Ambrosia: A start-up that Wants to Inject You with the Blood of Young People

The controversial start-up has been touted "dangerous" by medical professionals but has found an FDA loophole

18.06.2019 | by Kezia Parkins
Photo by Hush Naidoo on Unsplash
Photo by Hush Naidoo on Unsplash

Stamford Medical School graduate Jesse Karmazin, the founder of Ambrosia, believes that blood is the next big government-approved drug.

We’ve seen the vampire facial and a surge in the number of people opting for botox and fillers to preserve the looks of their youth but Ambrosia, the start-up that injects the blood of the young into the old for $8000 is causing much controversy in the United States. Despite this, the company has recently started operating.

Three years ago, Karmazin launched the start-up after being inspired by a study by Irina and Michael Conboy, two University of California at Berkeley researchers who published research on young-blood transfusions in mice. He believes that doing the same on humans would help combat ageing by rejuvenating the body’s organs.

When Karmazin announced his plans to launch a clinic in NYC last year (which didn’t happen), the Conboys called out the procedure as “dangerous” and said the idea behind it is based on “incorrect interpretations” of their work. They also claim that the act of injecting young blood into older people will not have benefits for people wanting to look and feel younger.

The US’s Food and Drug Administration (FDA) stifled Karmazin’s plans, with the regulator echoing the concerns of researchers.

However, Ambrosia — named after the Greek God’s mythological tipple of choice which is said to ensure immortality — has found a way around the regulator’s warnings and is set to be operating in five states across the US.

The medical community is well aware of the dangers of blood transfusions and this is where the Conboys’ concern stems from.

“It is well known in the medical community – and this is also the reason we don’t do transfusions frequently – that in 50% of patients there are very bad side effects. You are being infused with somebody else’s blood and it doesn’t match,” they told Business Insider. “That unleashes a strong immune reaction.”

|---|

**Exercise requirements:**
1. Copy part of the Ambrosia article word for word, beginning at the words "We’ve seen the" and stopping after "the body’s organs.".
2. Answer these questions using the Ambrosia article:
(a) How much does Ambrosia charge for its young-blood injection?
(b) Which two researchers' study inspired Karmazin to launch the start-up?
(c) In how many US states is Ambrosia set to operate?
3. Carry the Ambrosia article forward from its last sentence.

Recorded data

|---|

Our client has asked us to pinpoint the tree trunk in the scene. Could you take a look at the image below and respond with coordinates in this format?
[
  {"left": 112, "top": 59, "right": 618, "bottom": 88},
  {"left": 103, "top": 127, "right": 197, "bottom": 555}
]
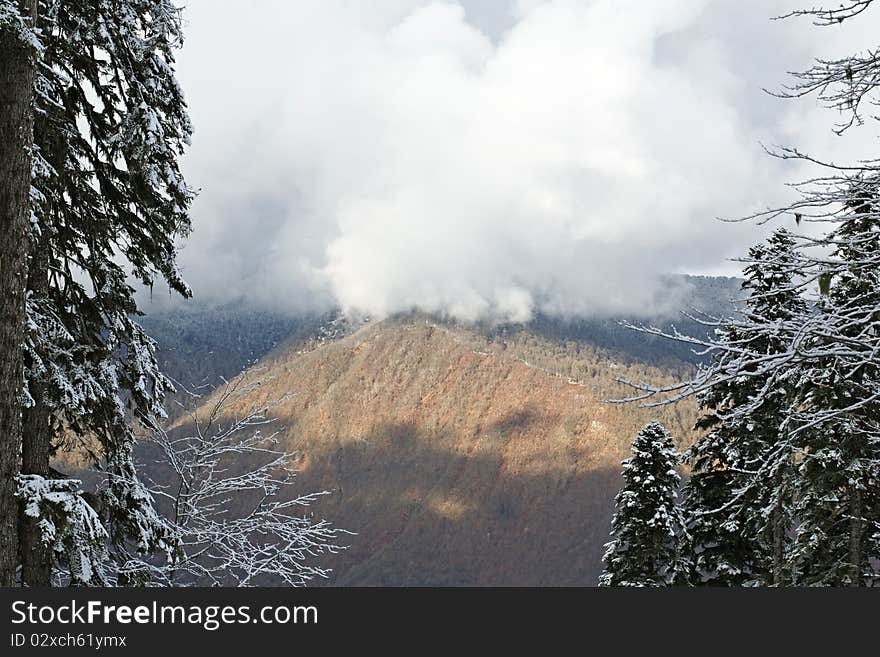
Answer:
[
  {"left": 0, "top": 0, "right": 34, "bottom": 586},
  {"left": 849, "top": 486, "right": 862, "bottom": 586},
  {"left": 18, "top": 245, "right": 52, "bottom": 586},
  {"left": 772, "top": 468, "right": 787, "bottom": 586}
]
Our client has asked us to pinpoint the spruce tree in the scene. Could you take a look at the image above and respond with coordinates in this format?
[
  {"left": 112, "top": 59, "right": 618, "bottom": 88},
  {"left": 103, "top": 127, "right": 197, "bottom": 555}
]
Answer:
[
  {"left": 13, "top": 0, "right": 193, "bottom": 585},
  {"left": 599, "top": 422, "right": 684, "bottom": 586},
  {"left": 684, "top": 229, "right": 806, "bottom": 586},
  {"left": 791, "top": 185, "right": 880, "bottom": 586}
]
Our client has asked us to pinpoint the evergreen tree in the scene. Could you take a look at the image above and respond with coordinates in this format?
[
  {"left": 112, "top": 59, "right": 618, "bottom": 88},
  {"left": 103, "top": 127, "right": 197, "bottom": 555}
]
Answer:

|---|

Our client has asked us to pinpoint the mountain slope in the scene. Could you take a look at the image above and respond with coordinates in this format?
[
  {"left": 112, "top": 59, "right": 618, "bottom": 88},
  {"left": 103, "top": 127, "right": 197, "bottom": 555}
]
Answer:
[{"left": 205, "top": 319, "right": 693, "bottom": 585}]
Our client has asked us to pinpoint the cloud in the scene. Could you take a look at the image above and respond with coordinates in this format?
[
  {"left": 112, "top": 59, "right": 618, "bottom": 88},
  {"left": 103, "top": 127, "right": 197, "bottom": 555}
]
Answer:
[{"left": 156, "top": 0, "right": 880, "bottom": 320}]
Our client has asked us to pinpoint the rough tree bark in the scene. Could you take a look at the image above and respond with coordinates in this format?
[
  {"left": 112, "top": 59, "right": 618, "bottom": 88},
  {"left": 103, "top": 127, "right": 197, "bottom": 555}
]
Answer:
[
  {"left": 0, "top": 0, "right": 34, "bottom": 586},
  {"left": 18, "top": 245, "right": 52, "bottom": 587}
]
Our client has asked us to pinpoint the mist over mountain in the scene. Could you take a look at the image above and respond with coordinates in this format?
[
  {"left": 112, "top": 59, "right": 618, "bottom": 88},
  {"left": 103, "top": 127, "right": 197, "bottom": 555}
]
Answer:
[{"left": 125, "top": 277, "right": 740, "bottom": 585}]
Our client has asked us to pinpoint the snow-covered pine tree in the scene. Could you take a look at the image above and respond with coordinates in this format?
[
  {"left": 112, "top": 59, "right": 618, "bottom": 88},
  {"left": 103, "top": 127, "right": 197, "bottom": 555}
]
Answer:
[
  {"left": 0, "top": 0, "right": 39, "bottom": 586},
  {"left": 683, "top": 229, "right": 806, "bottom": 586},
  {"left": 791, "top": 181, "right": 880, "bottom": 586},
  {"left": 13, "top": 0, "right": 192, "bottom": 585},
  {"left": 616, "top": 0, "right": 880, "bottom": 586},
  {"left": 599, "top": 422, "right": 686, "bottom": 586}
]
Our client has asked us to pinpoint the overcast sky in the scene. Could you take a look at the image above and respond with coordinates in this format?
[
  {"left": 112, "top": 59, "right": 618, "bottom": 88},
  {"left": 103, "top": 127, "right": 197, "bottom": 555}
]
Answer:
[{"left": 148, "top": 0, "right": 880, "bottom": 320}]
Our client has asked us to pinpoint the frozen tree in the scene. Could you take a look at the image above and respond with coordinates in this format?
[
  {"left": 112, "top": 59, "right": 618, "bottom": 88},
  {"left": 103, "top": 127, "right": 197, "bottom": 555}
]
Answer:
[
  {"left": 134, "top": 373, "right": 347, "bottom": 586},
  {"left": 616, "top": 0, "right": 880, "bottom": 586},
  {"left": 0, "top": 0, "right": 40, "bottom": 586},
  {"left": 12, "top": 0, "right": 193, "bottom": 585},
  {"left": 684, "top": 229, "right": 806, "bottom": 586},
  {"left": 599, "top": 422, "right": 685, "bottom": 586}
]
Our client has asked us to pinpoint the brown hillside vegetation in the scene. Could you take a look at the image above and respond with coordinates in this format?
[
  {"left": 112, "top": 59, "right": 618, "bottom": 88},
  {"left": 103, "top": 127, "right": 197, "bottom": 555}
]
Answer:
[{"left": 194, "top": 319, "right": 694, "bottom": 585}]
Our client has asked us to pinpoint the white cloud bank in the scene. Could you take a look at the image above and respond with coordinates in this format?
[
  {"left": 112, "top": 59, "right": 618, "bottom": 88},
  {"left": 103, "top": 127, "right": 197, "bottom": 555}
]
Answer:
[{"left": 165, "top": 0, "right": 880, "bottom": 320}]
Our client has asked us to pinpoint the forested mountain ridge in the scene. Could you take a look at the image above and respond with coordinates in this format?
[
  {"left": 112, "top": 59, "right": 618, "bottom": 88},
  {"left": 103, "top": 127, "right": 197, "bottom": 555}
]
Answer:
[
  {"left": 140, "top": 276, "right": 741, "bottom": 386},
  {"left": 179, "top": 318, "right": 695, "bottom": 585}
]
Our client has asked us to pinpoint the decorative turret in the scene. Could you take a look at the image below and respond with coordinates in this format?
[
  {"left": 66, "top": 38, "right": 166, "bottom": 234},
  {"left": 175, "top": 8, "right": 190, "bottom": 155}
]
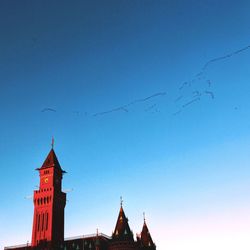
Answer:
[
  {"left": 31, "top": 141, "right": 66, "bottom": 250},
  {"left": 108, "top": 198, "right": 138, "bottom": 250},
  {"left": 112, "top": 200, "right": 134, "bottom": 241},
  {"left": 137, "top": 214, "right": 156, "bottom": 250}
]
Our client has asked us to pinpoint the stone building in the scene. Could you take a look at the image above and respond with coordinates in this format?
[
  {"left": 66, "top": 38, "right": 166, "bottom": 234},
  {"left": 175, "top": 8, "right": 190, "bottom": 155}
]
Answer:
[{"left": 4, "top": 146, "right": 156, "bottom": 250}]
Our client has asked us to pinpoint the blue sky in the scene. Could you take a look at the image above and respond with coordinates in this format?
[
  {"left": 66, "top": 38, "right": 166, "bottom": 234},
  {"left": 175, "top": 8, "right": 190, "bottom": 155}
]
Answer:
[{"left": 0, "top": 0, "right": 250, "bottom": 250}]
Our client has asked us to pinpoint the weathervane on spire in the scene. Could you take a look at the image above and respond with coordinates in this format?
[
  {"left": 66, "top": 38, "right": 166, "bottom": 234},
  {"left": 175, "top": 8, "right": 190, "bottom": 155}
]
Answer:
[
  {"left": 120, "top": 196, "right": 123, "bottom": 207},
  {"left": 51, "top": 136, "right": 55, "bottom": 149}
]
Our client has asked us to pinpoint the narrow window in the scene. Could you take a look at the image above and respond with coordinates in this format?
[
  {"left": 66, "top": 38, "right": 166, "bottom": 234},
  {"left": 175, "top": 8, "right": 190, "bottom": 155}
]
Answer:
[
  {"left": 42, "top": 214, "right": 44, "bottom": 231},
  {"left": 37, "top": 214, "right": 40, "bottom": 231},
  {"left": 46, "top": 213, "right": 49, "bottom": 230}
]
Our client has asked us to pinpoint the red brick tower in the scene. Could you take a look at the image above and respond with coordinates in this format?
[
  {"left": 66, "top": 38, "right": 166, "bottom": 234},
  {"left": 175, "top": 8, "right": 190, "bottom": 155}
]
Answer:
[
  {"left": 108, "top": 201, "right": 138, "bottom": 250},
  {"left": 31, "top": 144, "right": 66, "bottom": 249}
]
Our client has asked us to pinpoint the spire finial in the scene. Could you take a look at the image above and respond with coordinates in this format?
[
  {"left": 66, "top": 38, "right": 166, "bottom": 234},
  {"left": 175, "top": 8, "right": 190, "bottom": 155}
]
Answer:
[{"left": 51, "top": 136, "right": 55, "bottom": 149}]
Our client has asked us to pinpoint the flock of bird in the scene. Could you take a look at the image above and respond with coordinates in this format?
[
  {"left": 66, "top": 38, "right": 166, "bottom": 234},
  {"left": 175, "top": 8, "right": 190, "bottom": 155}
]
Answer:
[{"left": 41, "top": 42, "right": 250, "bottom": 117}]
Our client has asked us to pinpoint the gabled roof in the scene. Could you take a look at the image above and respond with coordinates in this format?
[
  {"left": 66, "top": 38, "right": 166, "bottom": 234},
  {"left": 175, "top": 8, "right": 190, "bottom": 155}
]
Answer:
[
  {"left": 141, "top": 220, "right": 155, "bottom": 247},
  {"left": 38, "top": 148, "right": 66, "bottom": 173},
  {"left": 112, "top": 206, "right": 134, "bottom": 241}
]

|---|

**Per-task answers:**
1.
We’ve seen the vampire facial and a surge in the number of people opting for botox and fillers to preserve the looks of their youth but Ambrosia, the start-up that injects the blood of the young into the old for $8000 is causing much controversy in the United States. Despite this, the company has recently started operating.

Three years ago, Karmazin launched the start-up after being inspired by a study by Irina and Michael Conboy, two University of California at Berkeley researchers who published research on young-blood transfusions in mice. He believes that doing the same on humans would help combat ageing by rejuvenating the body’s organs.

2.
(a) $8000
(b) Irina and Michael Conboy
(c) Five

3.
Despite the concerns of the medical community and the FDA, Karmazin – who himself is not a licensed medical practitioner – has the legal right to go ahead anyway because blood transfusions are a life-saving approved treatment (for the incredibly sick) meaning his approach has been able to continue as an off-label treatment.

The company’s newly revamped website states: “Ambrosia Health, LLC is interested in the science of parabiosis, which has been shown in mice to reverse ageing. In humans, plasma is an approved drug, but its use has not been evaluated by the FDA for any ageing-related condition.”

In 2017, Ambrosia enrolled people in the first US clinical trial designed to discover what happens when the veins of adults are filled with blood from the young. Still, the clinical trail participants had to pay $8,000 to take part.

As of September last year, the company has infused around 150 people from 35 to 92 with 1.5 litres of plasma from donors between the ages of 16 and 25.

While the results of that study have not yet been made public, Karmazin told Business Insider that they were “really positive.”

Ambrosia’s website also states that “plasma is an off-label treatment, so we cannot make any claims about its effectiveness. There may be risks to this treatment and your doctor will advise you on these risks.”

Ambrosia is currently offering 1-litre treatments for $8000 and 2 litres for $12000 and is treating patients out of clinics in San Francisco and Tampa.

The company has received significant interest and has a waiting list. Despite the slightly sinister methods behind the treatment, there is no reason why it wouldn’t be popular if you look at our current obsession with fighting ageing and looking and feeling younger for longer.